[Point-based annotation data]
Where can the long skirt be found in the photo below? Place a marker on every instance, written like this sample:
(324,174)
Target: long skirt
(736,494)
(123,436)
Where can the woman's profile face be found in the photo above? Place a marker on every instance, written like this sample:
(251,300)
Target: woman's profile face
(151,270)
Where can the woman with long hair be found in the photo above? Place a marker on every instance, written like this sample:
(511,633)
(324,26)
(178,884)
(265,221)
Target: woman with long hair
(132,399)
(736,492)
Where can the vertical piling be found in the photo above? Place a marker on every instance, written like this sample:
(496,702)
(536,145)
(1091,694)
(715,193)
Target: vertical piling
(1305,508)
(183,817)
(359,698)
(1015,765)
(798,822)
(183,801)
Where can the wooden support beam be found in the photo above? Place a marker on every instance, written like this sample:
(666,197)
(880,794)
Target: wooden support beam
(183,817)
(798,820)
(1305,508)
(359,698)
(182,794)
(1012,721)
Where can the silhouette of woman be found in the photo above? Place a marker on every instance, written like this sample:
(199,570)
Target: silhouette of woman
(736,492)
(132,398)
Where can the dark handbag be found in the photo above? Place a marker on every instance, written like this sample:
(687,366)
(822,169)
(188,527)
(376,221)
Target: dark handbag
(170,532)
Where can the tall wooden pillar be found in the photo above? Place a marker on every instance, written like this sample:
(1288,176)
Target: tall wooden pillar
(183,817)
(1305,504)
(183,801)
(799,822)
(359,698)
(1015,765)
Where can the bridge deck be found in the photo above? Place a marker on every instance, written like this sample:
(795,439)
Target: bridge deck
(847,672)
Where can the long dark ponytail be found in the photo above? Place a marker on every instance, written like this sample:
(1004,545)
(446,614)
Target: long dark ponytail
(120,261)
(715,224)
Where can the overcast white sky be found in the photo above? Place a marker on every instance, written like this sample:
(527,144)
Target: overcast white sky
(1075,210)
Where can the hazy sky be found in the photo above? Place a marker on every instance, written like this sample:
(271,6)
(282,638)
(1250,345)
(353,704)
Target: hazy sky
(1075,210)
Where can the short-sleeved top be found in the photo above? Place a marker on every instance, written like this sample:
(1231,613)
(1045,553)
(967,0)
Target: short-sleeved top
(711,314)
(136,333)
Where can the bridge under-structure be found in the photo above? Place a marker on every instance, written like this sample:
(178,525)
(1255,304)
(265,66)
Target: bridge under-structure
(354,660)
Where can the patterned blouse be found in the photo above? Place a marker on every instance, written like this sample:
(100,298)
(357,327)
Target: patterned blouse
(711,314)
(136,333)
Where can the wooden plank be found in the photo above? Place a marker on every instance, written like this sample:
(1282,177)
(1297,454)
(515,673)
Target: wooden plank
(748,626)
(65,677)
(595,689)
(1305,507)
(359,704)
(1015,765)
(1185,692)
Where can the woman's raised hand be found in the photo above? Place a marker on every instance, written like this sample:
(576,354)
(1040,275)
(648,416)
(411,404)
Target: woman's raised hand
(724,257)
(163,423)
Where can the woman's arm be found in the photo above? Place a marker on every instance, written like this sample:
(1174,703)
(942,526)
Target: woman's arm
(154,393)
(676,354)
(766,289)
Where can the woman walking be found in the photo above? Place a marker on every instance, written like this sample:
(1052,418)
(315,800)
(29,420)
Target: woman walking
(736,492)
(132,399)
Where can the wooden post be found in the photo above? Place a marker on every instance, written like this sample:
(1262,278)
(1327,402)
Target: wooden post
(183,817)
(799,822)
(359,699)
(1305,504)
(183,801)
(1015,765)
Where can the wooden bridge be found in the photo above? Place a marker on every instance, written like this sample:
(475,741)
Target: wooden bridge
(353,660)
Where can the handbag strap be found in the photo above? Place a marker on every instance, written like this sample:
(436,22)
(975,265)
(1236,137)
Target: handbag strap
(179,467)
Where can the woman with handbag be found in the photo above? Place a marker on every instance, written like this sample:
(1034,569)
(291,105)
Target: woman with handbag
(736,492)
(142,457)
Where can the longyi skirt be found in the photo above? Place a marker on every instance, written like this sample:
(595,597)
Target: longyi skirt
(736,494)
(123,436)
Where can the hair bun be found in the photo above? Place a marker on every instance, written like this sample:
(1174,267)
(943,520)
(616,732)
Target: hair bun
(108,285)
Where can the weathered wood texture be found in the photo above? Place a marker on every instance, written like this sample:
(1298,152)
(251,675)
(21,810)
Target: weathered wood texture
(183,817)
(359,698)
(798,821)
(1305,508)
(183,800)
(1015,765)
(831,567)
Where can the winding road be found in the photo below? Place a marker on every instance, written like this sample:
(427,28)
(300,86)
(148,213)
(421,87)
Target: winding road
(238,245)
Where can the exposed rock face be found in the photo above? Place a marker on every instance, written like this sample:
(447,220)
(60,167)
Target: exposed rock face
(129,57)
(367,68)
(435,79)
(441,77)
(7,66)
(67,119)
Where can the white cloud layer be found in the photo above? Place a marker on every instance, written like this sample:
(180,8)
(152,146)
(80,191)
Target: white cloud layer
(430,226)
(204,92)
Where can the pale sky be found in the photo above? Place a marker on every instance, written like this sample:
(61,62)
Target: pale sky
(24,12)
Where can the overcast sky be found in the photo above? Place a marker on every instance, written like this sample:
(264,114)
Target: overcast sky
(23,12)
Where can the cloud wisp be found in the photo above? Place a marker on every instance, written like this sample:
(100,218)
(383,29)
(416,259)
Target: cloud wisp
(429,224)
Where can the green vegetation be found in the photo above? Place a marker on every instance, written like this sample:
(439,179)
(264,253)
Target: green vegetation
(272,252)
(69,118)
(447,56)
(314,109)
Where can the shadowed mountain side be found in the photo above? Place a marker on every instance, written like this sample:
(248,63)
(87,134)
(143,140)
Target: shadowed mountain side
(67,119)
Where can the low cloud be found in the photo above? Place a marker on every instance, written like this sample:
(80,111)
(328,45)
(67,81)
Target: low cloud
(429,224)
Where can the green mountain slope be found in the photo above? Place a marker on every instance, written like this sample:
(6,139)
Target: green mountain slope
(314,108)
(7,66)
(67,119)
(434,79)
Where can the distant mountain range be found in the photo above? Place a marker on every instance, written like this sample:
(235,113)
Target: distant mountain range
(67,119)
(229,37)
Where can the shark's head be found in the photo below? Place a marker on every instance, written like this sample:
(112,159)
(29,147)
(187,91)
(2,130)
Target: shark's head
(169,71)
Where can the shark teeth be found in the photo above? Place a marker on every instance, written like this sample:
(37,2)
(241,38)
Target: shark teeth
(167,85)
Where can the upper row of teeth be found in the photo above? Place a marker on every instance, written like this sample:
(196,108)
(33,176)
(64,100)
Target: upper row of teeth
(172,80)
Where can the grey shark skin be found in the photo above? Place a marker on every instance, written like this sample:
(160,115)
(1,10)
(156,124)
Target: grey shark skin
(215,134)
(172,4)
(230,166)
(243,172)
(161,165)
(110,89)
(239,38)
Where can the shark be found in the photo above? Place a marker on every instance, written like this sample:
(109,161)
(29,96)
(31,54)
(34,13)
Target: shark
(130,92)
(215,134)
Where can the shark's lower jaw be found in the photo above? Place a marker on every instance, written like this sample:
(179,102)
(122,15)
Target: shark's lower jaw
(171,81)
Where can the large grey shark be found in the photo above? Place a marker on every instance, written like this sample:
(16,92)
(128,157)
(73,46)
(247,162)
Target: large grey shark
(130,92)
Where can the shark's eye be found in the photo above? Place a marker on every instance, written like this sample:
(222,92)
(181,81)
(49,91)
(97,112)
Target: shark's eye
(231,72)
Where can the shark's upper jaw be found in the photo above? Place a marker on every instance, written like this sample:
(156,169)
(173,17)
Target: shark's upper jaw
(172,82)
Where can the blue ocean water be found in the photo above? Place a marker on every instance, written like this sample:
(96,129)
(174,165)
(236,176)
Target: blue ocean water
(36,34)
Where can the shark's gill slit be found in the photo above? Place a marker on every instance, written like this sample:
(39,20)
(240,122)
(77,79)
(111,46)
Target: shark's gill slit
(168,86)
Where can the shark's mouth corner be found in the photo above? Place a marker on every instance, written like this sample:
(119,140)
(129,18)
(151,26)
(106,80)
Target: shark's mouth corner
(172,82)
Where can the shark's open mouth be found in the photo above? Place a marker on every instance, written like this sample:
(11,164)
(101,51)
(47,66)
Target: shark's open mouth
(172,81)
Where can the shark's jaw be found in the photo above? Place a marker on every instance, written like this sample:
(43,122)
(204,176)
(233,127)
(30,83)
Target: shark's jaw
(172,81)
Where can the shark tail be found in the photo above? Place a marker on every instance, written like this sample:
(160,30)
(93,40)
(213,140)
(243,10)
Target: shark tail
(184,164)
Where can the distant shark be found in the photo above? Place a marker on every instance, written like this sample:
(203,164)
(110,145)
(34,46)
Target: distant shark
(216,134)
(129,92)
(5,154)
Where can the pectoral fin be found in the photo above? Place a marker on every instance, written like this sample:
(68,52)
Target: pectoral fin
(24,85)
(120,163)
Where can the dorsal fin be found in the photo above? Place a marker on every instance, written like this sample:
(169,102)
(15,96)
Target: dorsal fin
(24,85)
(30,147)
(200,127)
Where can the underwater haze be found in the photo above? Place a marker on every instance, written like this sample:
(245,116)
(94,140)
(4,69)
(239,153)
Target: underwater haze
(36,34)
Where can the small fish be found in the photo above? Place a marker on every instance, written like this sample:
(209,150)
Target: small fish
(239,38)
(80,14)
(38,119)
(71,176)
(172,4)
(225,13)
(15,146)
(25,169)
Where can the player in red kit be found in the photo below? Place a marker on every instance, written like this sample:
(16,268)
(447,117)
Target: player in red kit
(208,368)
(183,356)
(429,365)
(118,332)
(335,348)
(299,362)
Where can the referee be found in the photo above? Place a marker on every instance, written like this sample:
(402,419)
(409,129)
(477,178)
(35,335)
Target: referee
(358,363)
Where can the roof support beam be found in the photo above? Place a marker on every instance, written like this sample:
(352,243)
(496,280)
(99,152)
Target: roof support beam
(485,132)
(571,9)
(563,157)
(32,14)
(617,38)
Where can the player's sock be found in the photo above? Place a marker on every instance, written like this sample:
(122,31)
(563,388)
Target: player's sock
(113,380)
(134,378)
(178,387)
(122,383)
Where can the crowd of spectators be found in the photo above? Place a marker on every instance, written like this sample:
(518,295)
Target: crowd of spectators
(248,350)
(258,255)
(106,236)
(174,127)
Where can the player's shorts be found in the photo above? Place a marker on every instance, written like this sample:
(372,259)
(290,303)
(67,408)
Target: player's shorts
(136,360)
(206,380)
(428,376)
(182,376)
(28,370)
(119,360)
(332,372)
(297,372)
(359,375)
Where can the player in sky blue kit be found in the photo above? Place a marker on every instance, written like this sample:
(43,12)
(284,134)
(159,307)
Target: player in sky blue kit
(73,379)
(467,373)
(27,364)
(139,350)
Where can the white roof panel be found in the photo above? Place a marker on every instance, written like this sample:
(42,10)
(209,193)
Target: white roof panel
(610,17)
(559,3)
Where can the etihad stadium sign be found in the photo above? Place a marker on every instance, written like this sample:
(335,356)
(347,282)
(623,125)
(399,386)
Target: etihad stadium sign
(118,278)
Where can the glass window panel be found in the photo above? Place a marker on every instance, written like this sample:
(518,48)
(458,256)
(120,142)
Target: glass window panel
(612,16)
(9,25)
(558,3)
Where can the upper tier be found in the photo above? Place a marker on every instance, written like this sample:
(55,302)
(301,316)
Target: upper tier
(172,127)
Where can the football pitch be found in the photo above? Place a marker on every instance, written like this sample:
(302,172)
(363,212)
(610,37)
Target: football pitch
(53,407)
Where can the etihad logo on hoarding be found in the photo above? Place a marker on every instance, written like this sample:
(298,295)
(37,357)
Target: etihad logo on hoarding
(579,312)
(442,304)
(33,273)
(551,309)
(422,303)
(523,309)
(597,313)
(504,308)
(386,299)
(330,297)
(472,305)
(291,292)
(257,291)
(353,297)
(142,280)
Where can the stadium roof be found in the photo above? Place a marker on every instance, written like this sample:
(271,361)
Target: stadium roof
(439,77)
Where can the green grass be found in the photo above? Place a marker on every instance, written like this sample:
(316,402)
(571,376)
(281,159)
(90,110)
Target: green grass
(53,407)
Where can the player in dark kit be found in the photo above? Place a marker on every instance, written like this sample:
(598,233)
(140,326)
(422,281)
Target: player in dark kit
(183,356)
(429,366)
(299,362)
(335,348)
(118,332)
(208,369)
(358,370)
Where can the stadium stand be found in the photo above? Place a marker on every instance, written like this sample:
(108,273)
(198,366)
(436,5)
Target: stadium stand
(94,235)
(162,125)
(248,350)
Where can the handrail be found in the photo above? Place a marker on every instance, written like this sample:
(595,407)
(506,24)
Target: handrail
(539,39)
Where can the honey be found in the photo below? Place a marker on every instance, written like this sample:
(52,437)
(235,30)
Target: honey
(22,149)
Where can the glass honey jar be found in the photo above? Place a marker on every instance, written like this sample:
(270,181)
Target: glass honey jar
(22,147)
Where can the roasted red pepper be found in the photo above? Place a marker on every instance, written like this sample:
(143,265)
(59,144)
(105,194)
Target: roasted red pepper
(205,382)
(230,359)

What is needed: Repeat only the lines running from the line that contains "Where can the honey" through the last line above, inclusive.

Full answer:
Where can the honey be found in the photo below? Place a marker on every instance, written like this sample:
(52,437)
(235,30)
Target: honey
(22,149)
Where can the glass honey jar be found in the photo above? Place a marker on every instance, written like this sample:
(270,181)
Target: glass honey jar
(22,147)
Where can the roasted red pepper be found in the photo above? Place a marker on every instance, written like this sample:
(143,265)
(59,144)
(105,194)
Target: roasted red pepper
(205,382)
(230,359)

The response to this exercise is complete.